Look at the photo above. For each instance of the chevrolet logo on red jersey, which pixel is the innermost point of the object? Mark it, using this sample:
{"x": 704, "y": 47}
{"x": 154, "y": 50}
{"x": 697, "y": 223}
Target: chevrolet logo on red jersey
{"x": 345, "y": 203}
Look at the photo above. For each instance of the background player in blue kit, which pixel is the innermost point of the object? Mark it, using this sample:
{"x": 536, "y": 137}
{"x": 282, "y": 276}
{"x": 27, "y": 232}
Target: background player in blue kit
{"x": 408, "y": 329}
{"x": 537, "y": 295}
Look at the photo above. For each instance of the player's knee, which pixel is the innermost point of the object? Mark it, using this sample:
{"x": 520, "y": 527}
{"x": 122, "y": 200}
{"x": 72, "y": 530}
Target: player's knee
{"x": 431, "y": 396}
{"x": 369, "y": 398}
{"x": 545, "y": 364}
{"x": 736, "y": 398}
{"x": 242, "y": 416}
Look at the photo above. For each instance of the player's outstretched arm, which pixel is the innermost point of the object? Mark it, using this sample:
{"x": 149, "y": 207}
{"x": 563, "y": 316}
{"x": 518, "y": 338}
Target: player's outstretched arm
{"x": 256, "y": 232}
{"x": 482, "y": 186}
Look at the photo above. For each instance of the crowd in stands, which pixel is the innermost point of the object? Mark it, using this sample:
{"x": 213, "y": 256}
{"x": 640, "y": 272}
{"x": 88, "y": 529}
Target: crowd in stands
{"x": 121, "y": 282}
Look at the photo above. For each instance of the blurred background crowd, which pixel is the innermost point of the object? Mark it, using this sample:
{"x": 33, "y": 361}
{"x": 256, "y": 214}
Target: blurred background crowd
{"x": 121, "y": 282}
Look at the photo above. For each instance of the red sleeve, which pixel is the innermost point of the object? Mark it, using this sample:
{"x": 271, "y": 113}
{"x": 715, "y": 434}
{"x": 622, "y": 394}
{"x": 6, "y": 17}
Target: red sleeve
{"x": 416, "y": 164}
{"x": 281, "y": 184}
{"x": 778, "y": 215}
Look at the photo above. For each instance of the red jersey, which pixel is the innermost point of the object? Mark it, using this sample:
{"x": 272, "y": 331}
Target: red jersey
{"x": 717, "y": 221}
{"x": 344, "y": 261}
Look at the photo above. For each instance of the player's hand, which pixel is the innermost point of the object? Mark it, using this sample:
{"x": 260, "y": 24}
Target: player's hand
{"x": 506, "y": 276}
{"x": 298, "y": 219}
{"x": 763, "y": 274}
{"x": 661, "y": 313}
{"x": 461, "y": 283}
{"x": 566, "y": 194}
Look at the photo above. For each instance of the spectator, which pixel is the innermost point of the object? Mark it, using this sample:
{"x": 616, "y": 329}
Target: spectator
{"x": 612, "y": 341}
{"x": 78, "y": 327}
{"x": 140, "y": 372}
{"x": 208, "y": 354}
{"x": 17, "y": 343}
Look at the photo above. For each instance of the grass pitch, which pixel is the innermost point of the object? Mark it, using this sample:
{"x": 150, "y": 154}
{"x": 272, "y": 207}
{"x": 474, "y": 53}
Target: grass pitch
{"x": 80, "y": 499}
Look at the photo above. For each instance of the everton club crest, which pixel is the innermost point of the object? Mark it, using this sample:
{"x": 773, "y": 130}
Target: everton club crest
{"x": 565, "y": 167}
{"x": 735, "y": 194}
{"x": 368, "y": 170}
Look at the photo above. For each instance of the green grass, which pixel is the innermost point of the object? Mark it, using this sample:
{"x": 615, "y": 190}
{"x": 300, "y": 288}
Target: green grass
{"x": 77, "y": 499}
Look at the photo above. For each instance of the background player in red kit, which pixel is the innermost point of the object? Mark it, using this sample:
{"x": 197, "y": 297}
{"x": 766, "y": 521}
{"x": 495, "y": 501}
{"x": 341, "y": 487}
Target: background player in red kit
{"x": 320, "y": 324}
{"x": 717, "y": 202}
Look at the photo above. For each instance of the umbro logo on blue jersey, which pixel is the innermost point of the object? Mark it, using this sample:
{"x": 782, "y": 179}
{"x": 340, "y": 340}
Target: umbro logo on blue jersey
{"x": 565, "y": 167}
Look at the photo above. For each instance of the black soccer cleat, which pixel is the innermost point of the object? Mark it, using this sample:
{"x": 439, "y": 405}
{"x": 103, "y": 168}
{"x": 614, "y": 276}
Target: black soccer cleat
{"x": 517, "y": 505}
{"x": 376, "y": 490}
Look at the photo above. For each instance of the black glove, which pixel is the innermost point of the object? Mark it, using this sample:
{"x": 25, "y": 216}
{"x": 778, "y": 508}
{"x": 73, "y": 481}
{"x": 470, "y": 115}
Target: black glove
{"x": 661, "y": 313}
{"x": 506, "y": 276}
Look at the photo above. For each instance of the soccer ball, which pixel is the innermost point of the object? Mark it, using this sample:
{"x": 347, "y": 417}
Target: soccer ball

◆ **Exercise goal**: Go through the records above and copy every line holding the word "ball".

◆ **Your solution**:
Look at the photo above. For each instance of the soccer ball, which pixel is the innermost point of the object? Mark it, using this sample:
Target: soccer ball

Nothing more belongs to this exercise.